PROVIDED ENTRIES –
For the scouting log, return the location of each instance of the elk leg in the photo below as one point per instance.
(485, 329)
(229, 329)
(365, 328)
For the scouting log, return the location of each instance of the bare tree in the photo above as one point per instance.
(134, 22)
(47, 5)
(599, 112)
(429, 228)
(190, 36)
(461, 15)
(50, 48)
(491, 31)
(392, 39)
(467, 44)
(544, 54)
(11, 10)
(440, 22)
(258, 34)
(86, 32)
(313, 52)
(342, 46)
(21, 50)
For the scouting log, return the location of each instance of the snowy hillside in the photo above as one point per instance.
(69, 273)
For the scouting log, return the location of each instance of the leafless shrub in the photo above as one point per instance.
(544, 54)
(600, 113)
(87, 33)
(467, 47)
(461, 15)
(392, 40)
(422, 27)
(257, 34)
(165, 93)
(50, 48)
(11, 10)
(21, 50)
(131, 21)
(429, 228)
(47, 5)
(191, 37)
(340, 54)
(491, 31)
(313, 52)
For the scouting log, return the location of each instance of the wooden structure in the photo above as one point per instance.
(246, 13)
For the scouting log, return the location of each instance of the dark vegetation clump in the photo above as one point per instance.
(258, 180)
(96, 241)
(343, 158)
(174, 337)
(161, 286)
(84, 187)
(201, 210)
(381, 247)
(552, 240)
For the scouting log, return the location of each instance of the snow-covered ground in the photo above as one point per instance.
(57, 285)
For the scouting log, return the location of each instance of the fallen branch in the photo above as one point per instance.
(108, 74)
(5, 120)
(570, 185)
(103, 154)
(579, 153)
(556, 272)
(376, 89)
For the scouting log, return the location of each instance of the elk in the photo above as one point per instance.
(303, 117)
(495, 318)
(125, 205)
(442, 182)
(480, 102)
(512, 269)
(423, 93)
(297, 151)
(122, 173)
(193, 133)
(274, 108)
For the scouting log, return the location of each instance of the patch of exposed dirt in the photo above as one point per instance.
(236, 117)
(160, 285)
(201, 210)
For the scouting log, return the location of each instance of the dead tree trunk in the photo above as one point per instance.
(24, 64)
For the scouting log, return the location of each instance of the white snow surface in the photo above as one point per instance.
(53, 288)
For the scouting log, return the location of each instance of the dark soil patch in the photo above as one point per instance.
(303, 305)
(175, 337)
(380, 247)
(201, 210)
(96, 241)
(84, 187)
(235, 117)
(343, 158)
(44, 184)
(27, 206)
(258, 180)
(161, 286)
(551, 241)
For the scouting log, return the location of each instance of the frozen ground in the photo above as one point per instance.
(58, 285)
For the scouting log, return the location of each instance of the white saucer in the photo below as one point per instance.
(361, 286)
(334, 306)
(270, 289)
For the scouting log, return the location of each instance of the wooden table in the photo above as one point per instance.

WRITTEN TASK – Rewrite the listing above, changing every "scouting log" to "field survey" and leaving all other text untouched.

COMPLETED TASK –
For the field survey, return the location of each instance of the elk leg in the photo below as one point per instance.
(485, 329)
(229, 329)
(365, 328)
For the field survey, return the location of each instance of the bare tree in the photo above as one point per instance.
(134, 22)
(47, 5)
(599, 112)
(429, 228)
(190, 36)
(461, 15)
(50, 48)
(491, 31)
(392, 39)
(467, 44)
(544, 54)
(11, 10)
(440, 22)
(258, 34)
(86, 32)
(313, 52)
(342, 46)
(21, 50)
For the field survey, return the location of each instance of the snowy hillside in the photo above as one point per instance.
(69, 273)
For the field survey, return the location of each instance of the leafless shrub in the photo above as one point per instance.
(544, 54)
(600, 113)
(87, 33)
(467, 47)
(461, 15)
(392, 40)
(422, 27)
(257, 34)
(165, 93)
(50, 48)
(11, 10)
(21, 50)
(131, 21)
(429, 228)
(47, 5)
(191, 37)
(340, 54)
(491, 31)
(313, 52)
For the field survey, return the location of each instance of the wooden structure in the photo above as one point per instance.
(246, 13)
For the field survey, return the location of each instance of the dark vegetation clump in the photo above as one point per instance.
(258, 180)
(96, 241)
(343, 158)
(174, 337)
(161, 286)
(84, 187)
(201, 210)
(381, 247)
(552, 240)
For the field survey, return the location of each instance of the snow-covered ground in the photo above as one point per instance.
(57, 285)
For the field survey, return the location of each instance of the fallen branch in the photo above as one point per instance.
(108, 74)
(5, 120)
(570, 185)
(103, 154)
(579, 153)
(556, 272)
(376, 89)
For the field survey, return the location of each instance of the elk in the photo above as one point per instance.
(303, 117)
(495, 318)
(125, 205)
(442, 182)
(480, 102)
(512, 269)
(423, 93)
(297, 151)
(122, 173)
(193, 133)
(274, 108)
For the field survey, return the location of each instance of the patch of exposed dirt in the photo above as one point per instance.
(236, 117)
(160, 285)
(201, 210)
For the field survey, return the location of each instance of the dead tree trunk in the photo above as one point per instance.
(24, 64)
For the field survey, return the location of each instance of the white snow surface in the photo above as one point per instance.
(53, 288)
For the field survey, return the location of each instance of the dark soil patch in the photo above as one point per instance.
(303, 305)
(175, 337)
(380, 247)
(201, 210)
(96, 241)
(84, 187)
(235, 117)
(343, 158)
(44, 184)
(27, 206)
(258, 180)
(161, 286)
(551, 241)
For the field survey, return the location of each instance of the frozen ground in the photo above as one point per instance.
(58, 285)
For the field survey, return the location of each instance of the white saucer in the photo below as one point per instance.
(361, 286)
(334, 306)
(270, 289)
For the field survey, return the location of each instance of the wooden table in the photo above as one point per instance.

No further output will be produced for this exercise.